__INFORMATION SHOWN__.
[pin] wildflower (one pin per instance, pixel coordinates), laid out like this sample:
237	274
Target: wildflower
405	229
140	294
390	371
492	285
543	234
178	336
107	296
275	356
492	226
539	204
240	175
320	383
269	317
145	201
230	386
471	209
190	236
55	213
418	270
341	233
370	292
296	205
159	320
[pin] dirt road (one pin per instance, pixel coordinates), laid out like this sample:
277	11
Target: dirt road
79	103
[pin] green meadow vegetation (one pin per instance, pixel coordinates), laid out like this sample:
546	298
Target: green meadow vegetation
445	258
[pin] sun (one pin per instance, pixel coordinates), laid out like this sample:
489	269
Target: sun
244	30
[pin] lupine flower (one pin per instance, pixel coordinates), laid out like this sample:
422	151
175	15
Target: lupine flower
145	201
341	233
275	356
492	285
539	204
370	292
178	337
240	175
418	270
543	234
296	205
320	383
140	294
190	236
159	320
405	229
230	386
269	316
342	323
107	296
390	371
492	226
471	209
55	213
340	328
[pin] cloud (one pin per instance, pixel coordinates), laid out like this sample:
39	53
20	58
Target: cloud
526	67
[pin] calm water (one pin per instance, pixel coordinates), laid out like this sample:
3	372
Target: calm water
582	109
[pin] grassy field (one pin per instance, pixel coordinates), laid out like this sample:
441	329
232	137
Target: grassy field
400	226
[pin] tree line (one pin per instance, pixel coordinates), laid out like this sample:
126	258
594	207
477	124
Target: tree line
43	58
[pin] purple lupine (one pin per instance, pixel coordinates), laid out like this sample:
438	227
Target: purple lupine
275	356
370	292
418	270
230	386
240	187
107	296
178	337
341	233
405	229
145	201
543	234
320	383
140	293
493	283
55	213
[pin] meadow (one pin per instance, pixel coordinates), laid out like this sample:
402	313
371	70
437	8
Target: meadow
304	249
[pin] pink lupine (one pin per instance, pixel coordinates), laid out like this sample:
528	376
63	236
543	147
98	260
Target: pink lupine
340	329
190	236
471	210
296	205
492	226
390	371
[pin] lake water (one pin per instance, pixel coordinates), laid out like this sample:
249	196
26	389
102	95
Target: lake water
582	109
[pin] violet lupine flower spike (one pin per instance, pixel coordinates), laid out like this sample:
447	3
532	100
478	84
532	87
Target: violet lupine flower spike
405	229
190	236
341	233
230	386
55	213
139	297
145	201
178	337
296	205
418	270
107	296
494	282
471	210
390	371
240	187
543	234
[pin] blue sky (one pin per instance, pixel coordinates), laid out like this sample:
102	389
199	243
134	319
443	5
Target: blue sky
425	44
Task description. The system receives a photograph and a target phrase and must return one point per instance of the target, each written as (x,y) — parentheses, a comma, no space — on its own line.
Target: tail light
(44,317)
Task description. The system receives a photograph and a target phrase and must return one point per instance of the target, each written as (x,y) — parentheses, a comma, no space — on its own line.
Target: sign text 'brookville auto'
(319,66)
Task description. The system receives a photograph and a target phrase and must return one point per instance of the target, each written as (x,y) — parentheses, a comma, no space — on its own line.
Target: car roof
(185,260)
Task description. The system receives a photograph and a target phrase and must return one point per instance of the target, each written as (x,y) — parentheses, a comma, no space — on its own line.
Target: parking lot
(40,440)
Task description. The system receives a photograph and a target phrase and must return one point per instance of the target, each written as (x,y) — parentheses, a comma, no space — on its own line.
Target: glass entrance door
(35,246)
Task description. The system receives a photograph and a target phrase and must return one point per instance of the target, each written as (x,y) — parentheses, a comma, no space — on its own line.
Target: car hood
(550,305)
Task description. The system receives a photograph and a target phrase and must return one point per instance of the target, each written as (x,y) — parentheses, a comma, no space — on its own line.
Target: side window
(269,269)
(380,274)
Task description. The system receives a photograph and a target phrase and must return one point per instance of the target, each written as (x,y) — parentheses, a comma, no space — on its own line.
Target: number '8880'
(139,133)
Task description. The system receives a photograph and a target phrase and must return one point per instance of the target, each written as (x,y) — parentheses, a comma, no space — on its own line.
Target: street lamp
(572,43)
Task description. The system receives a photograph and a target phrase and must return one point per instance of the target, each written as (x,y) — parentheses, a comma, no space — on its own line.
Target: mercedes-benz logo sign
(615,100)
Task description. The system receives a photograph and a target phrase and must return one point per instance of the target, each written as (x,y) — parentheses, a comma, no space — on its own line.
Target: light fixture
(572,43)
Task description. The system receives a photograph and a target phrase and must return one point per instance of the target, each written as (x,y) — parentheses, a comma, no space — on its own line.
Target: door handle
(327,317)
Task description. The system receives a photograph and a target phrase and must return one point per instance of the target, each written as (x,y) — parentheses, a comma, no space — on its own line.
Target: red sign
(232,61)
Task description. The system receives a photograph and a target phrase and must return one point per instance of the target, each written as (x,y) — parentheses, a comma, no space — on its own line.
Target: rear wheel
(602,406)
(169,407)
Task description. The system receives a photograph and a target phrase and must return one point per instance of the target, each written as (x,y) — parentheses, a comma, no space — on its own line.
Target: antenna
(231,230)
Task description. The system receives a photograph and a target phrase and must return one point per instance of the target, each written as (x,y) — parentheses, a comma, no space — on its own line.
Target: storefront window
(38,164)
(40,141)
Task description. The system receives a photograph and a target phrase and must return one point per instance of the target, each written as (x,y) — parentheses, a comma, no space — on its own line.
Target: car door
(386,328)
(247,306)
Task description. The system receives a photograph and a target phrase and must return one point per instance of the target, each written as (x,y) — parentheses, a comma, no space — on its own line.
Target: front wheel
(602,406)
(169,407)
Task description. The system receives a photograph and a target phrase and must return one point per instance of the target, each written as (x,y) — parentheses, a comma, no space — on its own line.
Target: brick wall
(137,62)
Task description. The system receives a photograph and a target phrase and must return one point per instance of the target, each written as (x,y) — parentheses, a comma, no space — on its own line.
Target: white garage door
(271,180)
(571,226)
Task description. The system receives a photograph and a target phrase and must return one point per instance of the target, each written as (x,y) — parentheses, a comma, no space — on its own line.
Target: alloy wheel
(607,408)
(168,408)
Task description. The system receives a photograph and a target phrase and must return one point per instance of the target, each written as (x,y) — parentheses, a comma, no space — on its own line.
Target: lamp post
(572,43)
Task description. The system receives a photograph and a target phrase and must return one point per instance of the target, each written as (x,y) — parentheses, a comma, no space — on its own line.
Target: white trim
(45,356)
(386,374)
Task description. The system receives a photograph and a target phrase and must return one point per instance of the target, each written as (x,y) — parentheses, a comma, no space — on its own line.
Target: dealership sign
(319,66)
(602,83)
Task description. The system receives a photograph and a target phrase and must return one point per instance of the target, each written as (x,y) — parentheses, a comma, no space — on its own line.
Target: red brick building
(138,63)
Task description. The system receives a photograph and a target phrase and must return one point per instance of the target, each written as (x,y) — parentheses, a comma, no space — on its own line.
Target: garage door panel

__PROBLEM REQUIREMENTS__. Print every entry exactly as it appears.

__RESPONSE BOX__.
[pin] wildflower (one pin per instance, pixel coordinates), laid out like this sample:
237	274
Target: wildflower
405	229
140	294
390	371
492	285
543	234
178	336
107	296
275	356
492	226
539	204
240	175
320	383
269	317
145	201
230	386
471	209
190	236
55	213
418	270
341	233
370	292
296	205
159	320
[pin] dirt road (one pin per instance, pixel coordinates), laid out like this sample:
277	11
Target: dirt road
79	103
[pin] green meadow vegetation (one pin per instance, pixel coordinates), laid out like this sample:
546	298
Target: green meadow vegetation
445	258
[pin] sun (one pin per instance, pixel coordinates), laid out like this sample:
489	269
Target: sun
244	30
[pin] lupine flower (one pin per instance, pixel coordinates), laid out like this sample:
422	151
175	15
Target: lupine flower
145	201
341	233
275	356
492	285
539	204
370	292
178	337
240	175
418	270
543	234
296	205
320	383
140	294
190	236
159	320
405	229
230	386
269	316
342	323
107	296
390	371
492	226
471	209
55	213
340	328
[pin] cloud (one pin per instance, pixel coordinates), laid out like this sample:
39	53
20	58
Target: cloud
526	67
[pin] calm water (one pin per instance, pixel coordinates), laid out like this sample:
3	372
Target: calm water
582	109
[pin] grassy field (one pin per instance, pixel coordinates), laid out like this sample:
441	329
232	137
Target: grassy field
400	226
[pin] tree line (one pin per instance, pixel coordinates), laid out like this sample:
126	258
594	207
477	124
Target: tree line
43	58
[pin] purple lupine (one pin per instance, pixel coordinates), laid out like this sample:
438	227
Target: purple lupine
275	356
370	292
418	270
230	386
240	187
107	296
178	337
341	233
405	229
145	201
543	234
320	383
140	293
493	283
55	213
[pin] meadow (one pin per instance, pixel coordinates), laid out like this sample:
402	313
371	70
437	8
Target: meadow
304	249
[pin] pink lupine (one pin per instance, pixel coordinates), laid out like this sample:
528	376
63	236
543	147
98	260
Target: pink lupine
340	329
190	236
471	210
296	205
492	226
390	371
[pin] lake water (one pin per instance, pixel coordinates), laid out like this sample:
249	196
26	389
102	95
Target: lake water
582	109
[pin] violet lupine flower spike (one pin per instance, pixel coordinates), laid out like this sample:
447	3
532	100
478	84
532	87
Target: violet lupine flower spike
405	229
190	236
341	233
230	386
55	213
139	297
145	201
178	337
296	205
418	270
107	296
494	282
471	210
390	371
240	187
543	234
[pin] blue sky (one pin per instance, pixel coordinates), laid out like this sample:
102	389
199	243
134	319
443	5
Target: blue sky
425	44
Task description. The system receives a photograph and a target phrase and must return one point per instance of the target, each written as (x,y) — parentheses, a comma, no space — on its own line.
Target: tail light
(44,317)
Task description. The system receives a photograph and a target phrase and must return one point per instance of the target, each written as (x,y) — parentheses, a comma, no space — on its own line.
Target: sign text 'brookville auto'
(319,66)
Task description. The system receives a photograph and a target phrase and must return one point per instance of the target, each written as (x,y) — parentheses, a comma, no space — on its own line.
Target: car roof
(185,260)
Task description. The system receives a photograph and a target phrase and must return one point per instance of the target, each written as (x,y) — parentheses, a comma, no space — on its own line.
Target: parking lot
(40,440)
Task description. The system receives a photograph and a target phrase and must return one point per instance of the target, each written as (x,y) — parentheses, a comma, no space — on its own line.
Target: glass entrance door
(35,246)
Task description. The system receives a photograph and a target phrase and must return one point per instance of the target, each written as (x,y) — parentheses, a comma, no space — on its own line.
Target: car hood
(550,305)
Task description. The system receives a photograph and a target phrase and must return one point per instance of the target, each written as (x,y) — parentheses, a comma, no space — on its own line.
Target: side window
(269,269)
(380,274)
Task description. The system receives a photograph and a target phrase and must return one point per instance of the target, each written as (x,y) — parentheses, a comma, no space — on its own line.
Target: number '8880'
(139,133)
Task description. The system receives a photograph and a target phrase and must return one point per instance of the target, each written as (x,y) — parentheses, a comma, no space — on its own line.
Target: street lamp
(572,43)
Task description. The system receives a photograph and a target phrase and must return one point per instance of the target, each written as (x,y) — parentheses, a comma, no space — on its own line.
Target: mercedes-benz logo sign
(615,100)
Task description. The system receives a photograph and a target phrase and must return one point per instance of the target, each written as (x,y) — parentheses, a comma, no space — on its own line.
Target: light fixture
(572,43)
Task description. The system receives a photograph and a target phrase and must return one point per instance of the target, each written as (x,y) — parentheses, a comma, no space — on its own line.
Target: door handle
(327,317)
Task description. The system receives a photograph and a target phrase and must return one point per instance of the target, each written as (x,y) — parentheses, a comma, no space — on its own line.
Target: red sign
(232,61)
Task description. The system receives a photograph and a target phrase and must return one point per instance of the target, each written as (x,y) — parentheses, a comma, no space — on its own line.
Target: rear wheel
(602,406)
(169,407)
Task description. The system receives a photograph and a target phrase and must return one point per instance of the target, each written as (x,y) — parentheses, a comma, no space — on its own line.
Target: antenna
(231,230)
Task description. The system receives a photograph and a target phrase and must return one point per instance of the target, each written as (x,y) — parentheses, a comma, no space — on its own line.
Target: storefront window
(38,164)
(40,141)
Task description. The system receives a photograph and a target phrase and must return one point per instance of the target, each written as (x,y) — parentheses, a comma, no space — on its own line.
Target: car door
(386,328)
(247,306)
Task description. The system receives a photograph and a target phrase and must return one point per instance of the target, each written as (x,y) — parentheses, a comma, no space — on its own line.
Target: front wheel
(602,406)
(169,407)
Task description. The system receives a photograph and a target phrase and must return one point per instance of the target, each written as (x,y) — parentheses, a comma, no space — on its own line.
Target: brick wall
(137,62)
Task description. The system receives a photograph and a target phrase and must return one point per instance of the target, each written as (x,y) — parentheses, a comma, no space — on its own line.
Target: white garage door
(271,180)
(571,226)
Task description. The system receives a photograph and a target phrase and must return one point per instance of the target, each written as (x,y) — parentheses, a comma, no space — on its own line.
Target: alloy wheel
(607,408)
(168,408)
Task description. The system receives a photograph and a target phrase and must return one point per instance of the target, each written as (x,y) — parentheses, a comma, no space — on its own line.
Target: lamp post
(572,43)
Task description. The system receives a photograph and a target phrase and must return one point per instance of the target, each written as (x,y) — parentheses, a comma, no space — on its own line.
Target: white trim
(45,356)
(386,374)
Task description. The system receives a photograph and a target phrase and must return one point per instance of the target, each written as (x,y) — parentheses, a comma, no space — on its own line.
Target: dealership sign
(319,66)
(602,83)
Task description. The system receives a photograph and a target phrase and must return one point per instance of the target, each written as (x,y) — parentheses, a comma, no space — on its own line.
Target: red brick building
(138,63)
Task description. The system receives a photograph and a target phrase and must return one point per instance of the target, each written as (x,y) — parentheses, a comma, no space — on its own line.
Target: garage door panel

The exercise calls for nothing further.